• _PROBLEM DESCRIPTION_
Return the lines of the rows below word for word, starting at the line that has "such as <point>311,30</point>" and stopping after the line that has "<point>37,43</point>".

+---+

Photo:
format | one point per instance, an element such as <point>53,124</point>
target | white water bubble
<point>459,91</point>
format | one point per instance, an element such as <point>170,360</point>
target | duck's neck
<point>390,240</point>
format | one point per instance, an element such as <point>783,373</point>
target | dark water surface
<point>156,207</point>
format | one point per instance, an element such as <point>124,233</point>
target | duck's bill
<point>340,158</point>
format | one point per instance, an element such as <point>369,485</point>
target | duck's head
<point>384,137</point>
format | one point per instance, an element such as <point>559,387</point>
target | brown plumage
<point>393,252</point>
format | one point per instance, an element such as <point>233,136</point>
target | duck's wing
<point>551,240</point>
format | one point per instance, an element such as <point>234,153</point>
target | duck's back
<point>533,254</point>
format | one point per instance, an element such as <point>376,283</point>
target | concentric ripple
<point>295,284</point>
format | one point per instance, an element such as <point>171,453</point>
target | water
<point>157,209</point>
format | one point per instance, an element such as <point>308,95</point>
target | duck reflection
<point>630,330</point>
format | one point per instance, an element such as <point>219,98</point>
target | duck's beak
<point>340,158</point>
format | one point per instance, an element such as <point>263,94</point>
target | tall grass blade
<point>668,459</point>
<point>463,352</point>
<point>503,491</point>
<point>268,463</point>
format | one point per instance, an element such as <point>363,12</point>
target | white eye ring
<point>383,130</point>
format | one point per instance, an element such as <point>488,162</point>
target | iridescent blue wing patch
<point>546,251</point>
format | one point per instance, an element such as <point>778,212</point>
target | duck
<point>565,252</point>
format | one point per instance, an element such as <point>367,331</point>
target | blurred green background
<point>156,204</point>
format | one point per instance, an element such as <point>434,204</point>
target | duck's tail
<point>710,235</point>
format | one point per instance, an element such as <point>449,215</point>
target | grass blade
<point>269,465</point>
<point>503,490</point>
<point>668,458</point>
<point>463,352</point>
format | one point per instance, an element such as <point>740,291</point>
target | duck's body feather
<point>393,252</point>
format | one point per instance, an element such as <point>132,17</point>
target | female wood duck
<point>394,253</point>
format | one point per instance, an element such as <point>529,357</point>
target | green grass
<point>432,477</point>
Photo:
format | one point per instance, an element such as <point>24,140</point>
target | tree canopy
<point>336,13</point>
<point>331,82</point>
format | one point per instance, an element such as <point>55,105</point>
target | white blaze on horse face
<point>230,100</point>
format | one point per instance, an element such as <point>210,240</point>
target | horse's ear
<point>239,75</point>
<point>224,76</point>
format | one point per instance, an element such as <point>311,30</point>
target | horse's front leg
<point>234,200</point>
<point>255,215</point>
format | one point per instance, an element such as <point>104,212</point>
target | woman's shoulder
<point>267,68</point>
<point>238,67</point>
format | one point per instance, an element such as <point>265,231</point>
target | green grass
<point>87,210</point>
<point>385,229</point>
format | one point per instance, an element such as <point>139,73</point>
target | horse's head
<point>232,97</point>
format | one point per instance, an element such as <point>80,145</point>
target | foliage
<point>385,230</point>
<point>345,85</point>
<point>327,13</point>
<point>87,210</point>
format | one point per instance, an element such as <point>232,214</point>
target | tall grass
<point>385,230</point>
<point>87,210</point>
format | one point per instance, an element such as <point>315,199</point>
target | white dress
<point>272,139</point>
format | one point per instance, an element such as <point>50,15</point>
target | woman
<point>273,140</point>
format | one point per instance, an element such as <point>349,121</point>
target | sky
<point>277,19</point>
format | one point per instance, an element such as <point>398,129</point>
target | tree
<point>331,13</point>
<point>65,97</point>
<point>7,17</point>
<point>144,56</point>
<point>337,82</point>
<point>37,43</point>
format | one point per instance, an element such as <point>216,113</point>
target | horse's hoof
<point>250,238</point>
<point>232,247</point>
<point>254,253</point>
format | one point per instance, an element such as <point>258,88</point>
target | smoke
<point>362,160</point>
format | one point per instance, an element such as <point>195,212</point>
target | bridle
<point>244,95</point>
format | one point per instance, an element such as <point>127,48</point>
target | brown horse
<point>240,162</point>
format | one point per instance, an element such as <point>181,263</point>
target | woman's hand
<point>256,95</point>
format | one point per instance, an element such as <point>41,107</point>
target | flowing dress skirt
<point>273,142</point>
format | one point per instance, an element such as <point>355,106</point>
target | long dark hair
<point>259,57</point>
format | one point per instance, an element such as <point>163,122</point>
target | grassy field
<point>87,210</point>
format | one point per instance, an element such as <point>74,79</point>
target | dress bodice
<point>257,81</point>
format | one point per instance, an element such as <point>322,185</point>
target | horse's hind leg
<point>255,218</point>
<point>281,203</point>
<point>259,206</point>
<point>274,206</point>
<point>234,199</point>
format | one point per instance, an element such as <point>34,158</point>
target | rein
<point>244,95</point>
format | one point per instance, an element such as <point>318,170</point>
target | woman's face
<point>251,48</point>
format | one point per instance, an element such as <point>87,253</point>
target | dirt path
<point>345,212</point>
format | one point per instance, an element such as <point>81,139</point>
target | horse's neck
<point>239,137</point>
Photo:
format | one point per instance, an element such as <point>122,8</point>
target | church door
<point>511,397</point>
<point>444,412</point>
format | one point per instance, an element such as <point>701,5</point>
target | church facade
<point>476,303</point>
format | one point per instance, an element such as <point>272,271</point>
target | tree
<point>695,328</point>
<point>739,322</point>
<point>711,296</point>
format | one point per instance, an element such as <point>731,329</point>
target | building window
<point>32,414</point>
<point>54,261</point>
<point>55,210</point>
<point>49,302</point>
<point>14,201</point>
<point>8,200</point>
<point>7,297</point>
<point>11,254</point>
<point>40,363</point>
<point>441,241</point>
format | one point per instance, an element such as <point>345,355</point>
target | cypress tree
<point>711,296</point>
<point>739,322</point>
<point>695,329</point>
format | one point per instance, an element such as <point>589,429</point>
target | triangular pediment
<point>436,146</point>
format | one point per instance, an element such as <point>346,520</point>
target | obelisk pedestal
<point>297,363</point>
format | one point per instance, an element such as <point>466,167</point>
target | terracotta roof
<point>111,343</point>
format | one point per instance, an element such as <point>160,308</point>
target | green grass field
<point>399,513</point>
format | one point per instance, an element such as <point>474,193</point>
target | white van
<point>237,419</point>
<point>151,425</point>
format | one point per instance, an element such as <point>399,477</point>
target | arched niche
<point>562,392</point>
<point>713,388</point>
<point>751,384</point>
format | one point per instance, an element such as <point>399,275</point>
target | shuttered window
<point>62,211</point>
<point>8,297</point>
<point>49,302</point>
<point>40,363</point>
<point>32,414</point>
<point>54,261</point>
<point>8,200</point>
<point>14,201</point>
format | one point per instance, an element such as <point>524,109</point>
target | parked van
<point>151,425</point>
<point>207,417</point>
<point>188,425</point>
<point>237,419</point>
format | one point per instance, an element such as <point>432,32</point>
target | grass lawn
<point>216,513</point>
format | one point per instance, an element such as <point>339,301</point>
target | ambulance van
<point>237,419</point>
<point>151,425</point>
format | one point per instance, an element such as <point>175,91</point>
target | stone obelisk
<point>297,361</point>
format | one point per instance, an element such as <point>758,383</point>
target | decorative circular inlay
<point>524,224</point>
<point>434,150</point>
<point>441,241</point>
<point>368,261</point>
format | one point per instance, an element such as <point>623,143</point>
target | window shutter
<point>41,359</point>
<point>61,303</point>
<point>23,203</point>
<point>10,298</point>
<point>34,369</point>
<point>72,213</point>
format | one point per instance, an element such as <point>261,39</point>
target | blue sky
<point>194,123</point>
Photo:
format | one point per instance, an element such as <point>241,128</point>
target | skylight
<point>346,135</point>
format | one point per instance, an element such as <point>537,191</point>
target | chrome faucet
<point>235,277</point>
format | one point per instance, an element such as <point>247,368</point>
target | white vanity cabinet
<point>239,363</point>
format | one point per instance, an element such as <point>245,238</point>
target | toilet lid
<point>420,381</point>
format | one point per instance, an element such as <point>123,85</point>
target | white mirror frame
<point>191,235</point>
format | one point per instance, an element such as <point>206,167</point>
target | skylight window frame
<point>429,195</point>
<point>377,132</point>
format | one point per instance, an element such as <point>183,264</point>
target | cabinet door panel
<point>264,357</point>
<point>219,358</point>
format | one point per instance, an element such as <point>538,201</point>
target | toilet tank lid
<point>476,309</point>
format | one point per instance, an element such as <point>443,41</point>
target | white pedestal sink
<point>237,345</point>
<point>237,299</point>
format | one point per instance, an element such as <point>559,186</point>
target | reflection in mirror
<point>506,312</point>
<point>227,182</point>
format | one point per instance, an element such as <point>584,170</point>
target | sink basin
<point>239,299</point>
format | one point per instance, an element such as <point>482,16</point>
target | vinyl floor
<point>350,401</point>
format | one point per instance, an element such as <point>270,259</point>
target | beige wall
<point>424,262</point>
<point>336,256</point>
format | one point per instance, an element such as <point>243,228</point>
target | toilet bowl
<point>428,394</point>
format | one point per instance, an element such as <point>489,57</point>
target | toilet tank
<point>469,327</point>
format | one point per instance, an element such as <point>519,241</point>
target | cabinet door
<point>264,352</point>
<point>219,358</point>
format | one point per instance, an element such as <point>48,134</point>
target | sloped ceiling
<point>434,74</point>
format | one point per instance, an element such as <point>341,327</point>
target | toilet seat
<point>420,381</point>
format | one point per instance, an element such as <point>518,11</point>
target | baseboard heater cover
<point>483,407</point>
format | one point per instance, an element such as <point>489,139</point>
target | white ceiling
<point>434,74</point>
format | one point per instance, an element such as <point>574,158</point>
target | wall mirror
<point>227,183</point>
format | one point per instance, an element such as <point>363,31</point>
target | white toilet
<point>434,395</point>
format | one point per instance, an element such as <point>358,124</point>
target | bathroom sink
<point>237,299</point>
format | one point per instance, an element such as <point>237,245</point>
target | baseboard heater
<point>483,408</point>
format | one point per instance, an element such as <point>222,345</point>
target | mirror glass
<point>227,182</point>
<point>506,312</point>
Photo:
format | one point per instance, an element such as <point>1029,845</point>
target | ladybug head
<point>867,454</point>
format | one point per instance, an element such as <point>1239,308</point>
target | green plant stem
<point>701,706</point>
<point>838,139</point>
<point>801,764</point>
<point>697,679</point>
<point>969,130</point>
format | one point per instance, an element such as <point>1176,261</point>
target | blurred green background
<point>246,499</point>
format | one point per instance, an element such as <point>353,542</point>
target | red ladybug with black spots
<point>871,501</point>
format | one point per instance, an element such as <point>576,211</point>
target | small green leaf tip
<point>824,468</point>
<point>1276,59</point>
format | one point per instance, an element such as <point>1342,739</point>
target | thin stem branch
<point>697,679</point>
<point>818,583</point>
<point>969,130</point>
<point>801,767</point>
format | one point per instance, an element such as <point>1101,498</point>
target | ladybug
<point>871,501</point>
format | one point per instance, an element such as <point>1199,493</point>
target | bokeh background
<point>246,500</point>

+---+

• _SOLUTION TO THIS PROBLEM_
format | one point per instance, an element such as <point>311,30</point>
target | horse's front leg
<point>234,200</point>
<point>255,215</point>
format | one point per instance, an element such as <point>104,212</point>
target | woman's shoulder
<point>267,68</point>
<point>238,67</point>
format | one point per instance, an element such as <point>265,231</point>
target | green grass
<point>87,210</point>
<point>385,229</point>
format | one point per instance, an element such as <point>139,73</point>
target | horse's head
<point>232,97</point>
format | one point per instance, an element such as <point>80,145</point>
target | foliage
<point>385,230</point>
<point>345,85</point>
<point>327,13</point>
<point>87,210</point>
format | one point per instance, an element such as <point>232,214</point>
target | tall grass
<point>385,230</point>
<point>87,210</point>
format | one point per instance, an element such as <point>315,199</point>
target | white dress
<point>272,139</point>
format | one point per instance, an element such as <point>50,15</point>
target | woman
<point>273,140</point>
format | one point per instance, an element such as <point>349,121</point>
target | sky
<point>277,19</point>
format | one point per instance, an element such as <point>398,129</point>
target | tree
<point>331,13</point>
<point>65,97</point>
<point>7,17</point>
<point>144,56</point>
<point>337,82</point>
<point>37,43</point>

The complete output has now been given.